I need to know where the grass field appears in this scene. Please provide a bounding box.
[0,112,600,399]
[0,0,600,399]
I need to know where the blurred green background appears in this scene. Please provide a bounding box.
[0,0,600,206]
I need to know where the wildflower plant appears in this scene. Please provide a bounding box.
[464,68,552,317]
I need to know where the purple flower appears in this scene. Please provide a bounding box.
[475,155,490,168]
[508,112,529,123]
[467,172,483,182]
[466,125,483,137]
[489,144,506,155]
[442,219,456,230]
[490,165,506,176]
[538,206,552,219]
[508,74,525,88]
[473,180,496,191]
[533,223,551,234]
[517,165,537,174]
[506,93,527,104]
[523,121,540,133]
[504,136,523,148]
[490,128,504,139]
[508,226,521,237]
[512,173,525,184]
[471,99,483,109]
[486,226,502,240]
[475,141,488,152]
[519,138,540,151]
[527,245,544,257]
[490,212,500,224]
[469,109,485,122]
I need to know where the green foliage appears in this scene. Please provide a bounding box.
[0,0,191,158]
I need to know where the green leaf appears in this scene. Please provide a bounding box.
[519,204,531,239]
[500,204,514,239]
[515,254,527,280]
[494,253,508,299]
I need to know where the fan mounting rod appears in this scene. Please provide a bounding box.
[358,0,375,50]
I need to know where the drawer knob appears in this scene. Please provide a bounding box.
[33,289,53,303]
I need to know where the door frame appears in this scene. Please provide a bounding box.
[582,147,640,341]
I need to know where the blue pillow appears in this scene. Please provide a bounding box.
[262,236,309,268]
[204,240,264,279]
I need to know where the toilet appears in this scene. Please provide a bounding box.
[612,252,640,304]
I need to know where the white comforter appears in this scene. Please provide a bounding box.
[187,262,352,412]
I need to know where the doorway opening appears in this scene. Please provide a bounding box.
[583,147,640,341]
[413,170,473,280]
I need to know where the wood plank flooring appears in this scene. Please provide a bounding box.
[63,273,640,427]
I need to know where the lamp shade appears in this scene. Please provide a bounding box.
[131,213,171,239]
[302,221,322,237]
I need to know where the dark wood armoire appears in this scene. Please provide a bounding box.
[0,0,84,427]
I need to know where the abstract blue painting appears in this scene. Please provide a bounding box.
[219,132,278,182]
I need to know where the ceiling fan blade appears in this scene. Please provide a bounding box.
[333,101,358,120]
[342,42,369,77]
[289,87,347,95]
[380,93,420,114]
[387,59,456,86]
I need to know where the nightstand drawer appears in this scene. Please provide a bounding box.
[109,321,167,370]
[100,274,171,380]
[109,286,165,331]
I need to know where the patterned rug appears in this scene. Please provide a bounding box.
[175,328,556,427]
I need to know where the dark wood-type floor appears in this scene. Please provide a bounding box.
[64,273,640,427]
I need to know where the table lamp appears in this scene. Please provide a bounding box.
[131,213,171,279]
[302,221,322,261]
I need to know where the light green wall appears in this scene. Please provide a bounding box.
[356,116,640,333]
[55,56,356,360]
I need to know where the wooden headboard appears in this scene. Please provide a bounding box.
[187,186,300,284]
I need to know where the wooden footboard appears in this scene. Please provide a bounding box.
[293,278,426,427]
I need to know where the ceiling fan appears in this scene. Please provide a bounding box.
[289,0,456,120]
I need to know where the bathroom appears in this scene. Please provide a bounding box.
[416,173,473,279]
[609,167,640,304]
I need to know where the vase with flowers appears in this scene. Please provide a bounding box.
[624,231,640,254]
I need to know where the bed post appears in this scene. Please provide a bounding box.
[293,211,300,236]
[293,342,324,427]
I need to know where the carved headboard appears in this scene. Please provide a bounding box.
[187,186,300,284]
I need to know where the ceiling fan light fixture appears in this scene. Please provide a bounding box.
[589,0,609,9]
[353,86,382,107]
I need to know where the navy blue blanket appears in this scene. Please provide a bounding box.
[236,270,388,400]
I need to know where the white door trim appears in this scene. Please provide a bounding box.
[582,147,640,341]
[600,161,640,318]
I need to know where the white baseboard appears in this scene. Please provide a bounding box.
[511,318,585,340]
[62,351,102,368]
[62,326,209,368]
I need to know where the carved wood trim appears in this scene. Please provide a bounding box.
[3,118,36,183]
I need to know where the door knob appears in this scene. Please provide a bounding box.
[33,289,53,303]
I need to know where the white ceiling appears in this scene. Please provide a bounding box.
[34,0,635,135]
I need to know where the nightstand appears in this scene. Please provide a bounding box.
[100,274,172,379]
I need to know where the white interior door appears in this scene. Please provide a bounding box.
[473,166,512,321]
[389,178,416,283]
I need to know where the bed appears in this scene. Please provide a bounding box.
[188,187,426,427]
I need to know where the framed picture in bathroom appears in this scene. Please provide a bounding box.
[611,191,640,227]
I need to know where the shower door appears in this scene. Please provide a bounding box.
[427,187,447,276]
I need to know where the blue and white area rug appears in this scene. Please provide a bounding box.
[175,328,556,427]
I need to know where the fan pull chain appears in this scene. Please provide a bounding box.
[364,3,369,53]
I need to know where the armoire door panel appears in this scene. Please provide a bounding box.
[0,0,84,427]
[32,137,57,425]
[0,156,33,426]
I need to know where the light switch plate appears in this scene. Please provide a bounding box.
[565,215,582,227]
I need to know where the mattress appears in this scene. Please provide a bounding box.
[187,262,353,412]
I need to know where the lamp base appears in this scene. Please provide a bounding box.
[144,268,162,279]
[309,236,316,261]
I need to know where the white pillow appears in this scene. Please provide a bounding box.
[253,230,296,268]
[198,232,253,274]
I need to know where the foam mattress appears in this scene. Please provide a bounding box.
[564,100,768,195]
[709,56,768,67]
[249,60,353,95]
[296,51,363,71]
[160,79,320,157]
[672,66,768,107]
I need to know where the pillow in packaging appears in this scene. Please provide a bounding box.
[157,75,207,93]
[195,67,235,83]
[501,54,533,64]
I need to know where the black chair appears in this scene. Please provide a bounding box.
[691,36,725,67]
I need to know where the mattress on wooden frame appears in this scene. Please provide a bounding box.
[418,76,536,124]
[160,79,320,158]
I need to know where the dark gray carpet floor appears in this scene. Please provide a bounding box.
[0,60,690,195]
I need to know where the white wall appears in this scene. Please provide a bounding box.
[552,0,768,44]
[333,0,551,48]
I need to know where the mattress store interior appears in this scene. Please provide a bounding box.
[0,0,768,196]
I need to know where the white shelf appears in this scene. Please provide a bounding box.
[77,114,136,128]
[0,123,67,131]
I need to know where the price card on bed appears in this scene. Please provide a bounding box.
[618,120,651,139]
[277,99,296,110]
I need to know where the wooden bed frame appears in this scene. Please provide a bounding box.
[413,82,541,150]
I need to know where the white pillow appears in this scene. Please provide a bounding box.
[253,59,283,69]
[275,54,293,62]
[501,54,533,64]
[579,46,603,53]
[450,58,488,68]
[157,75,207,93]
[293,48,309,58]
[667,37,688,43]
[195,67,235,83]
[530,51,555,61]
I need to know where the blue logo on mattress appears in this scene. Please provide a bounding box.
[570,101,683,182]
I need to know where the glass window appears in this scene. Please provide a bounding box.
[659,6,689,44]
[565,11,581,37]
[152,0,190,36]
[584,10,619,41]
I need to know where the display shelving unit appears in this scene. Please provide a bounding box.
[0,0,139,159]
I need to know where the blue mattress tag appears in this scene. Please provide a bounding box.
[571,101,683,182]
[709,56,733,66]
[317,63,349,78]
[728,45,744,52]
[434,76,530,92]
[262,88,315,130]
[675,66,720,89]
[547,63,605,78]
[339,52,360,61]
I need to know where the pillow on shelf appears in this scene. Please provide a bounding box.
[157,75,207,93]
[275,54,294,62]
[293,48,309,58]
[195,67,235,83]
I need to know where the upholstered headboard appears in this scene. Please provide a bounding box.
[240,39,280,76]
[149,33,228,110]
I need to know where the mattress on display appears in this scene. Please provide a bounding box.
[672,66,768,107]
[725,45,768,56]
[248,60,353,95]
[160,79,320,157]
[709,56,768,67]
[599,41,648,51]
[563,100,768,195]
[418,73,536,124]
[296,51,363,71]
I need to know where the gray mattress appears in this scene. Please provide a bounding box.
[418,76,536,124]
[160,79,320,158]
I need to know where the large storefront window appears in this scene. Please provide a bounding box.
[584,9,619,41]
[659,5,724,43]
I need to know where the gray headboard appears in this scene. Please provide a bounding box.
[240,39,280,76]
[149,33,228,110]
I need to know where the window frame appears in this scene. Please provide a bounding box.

----------

:: What you are asked to do ::
Find every line above that contains the word "bathroom", and copy each one out in full.

:: The result ::
I need to know where the bathroom appears in this scene. Please provide a bounding box.
I need to know where the framed picture in bathroom appears in this scene. Please provide a bounding box.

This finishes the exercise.